**EXERCISE DETAILS**:
Working from the records below, repeat exactly the lines starting at the line that contains "Identify where the white wall" and ending at the line that contains "Identify where the man's bald", inclusive.

**THE DATA**:
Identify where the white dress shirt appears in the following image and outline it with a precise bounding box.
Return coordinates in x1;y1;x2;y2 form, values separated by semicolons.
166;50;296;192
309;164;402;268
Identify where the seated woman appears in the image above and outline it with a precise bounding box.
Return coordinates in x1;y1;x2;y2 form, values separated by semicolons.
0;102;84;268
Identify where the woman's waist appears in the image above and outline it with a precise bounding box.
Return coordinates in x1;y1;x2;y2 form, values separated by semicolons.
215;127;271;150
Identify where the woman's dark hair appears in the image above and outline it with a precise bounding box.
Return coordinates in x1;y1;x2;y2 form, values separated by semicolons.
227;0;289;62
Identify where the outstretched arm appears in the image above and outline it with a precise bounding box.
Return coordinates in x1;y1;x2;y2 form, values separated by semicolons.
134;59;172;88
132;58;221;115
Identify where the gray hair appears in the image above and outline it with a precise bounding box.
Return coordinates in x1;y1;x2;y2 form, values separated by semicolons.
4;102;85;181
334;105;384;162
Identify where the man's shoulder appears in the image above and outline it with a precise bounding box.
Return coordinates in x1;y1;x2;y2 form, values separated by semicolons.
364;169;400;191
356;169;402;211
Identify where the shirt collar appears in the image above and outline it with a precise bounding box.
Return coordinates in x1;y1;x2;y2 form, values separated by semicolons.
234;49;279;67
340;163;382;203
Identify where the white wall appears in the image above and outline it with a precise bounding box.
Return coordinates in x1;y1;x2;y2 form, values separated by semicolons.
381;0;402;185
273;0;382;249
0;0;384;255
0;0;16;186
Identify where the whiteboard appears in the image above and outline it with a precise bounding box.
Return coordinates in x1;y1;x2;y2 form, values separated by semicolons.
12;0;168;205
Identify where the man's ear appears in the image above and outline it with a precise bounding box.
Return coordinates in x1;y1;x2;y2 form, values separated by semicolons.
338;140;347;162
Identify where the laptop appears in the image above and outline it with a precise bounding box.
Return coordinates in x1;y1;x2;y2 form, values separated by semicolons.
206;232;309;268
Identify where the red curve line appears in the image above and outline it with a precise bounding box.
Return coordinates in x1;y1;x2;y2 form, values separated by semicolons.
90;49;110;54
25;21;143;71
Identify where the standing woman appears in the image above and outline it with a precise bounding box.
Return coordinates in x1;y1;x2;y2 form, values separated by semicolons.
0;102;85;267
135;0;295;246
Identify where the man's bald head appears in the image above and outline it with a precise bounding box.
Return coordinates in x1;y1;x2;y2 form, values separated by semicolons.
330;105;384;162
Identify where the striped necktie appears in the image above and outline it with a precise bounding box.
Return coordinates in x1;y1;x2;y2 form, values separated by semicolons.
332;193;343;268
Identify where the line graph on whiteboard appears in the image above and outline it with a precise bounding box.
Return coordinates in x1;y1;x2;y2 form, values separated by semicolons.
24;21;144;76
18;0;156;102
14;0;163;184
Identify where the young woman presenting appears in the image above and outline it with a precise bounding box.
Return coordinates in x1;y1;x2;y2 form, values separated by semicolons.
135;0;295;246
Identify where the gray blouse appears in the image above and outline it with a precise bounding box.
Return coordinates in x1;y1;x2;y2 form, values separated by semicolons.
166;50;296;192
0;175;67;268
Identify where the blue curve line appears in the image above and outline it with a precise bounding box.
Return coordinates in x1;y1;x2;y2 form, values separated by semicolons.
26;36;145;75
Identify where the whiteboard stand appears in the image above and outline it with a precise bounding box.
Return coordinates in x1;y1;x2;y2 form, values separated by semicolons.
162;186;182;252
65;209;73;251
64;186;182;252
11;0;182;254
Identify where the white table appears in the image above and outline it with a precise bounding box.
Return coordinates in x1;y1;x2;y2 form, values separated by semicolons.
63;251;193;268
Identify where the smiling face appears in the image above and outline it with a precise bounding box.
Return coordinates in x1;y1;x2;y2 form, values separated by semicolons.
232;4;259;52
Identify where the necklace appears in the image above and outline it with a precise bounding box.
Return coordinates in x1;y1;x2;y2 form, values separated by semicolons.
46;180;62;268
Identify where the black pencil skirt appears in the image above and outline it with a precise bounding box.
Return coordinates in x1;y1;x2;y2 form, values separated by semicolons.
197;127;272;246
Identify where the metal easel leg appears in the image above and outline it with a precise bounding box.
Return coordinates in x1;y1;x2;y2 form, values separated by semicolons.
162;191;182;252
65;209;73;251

**RESPONSE**:
Identify where the white wall appears in the image above and outline it with a precise bounding box.
Return coordinates in x1;y1;x2;y2 form, values separated by semicolons.
381;0;402;185
273;0;382;249
0;0;384;255
0;0;16;186
Identify where the whiteboard appears in the image above and outline it with a precise bounding box.
Return coordinates in x1;y1;x2;y2 form, values separated by semicolons.
12;0;168;205
Identify where the man's ear appears in the image above and outline it with a precise bounding box.
Return coordinates in x1;y1;x2;y2 form, values separated by semicolons.
338;140;347;162
Identify where the laptop appears in the image above and outline it with a precise bounding box.
Return coordinates in x1;y1;x2;y2 form, values separated by semicolons.
206;232;309;268
Identify where the red curve line appears in the image above and outline it with a precise bounding box.
Return coordinates in x1;y1;x2;y2 form, values separated by semicolons.
90;49;110;54
25;21;143;71
Identify where the standing woman appears in the image above and outline it with a precise bounding box.
Return coordinates in x1;y1;x2;y2 form, values separated by semicolons.
0;102;85;267
135;0;295;246
Identify where the man's bald head appears in the image above and outline it with a precise bounding box.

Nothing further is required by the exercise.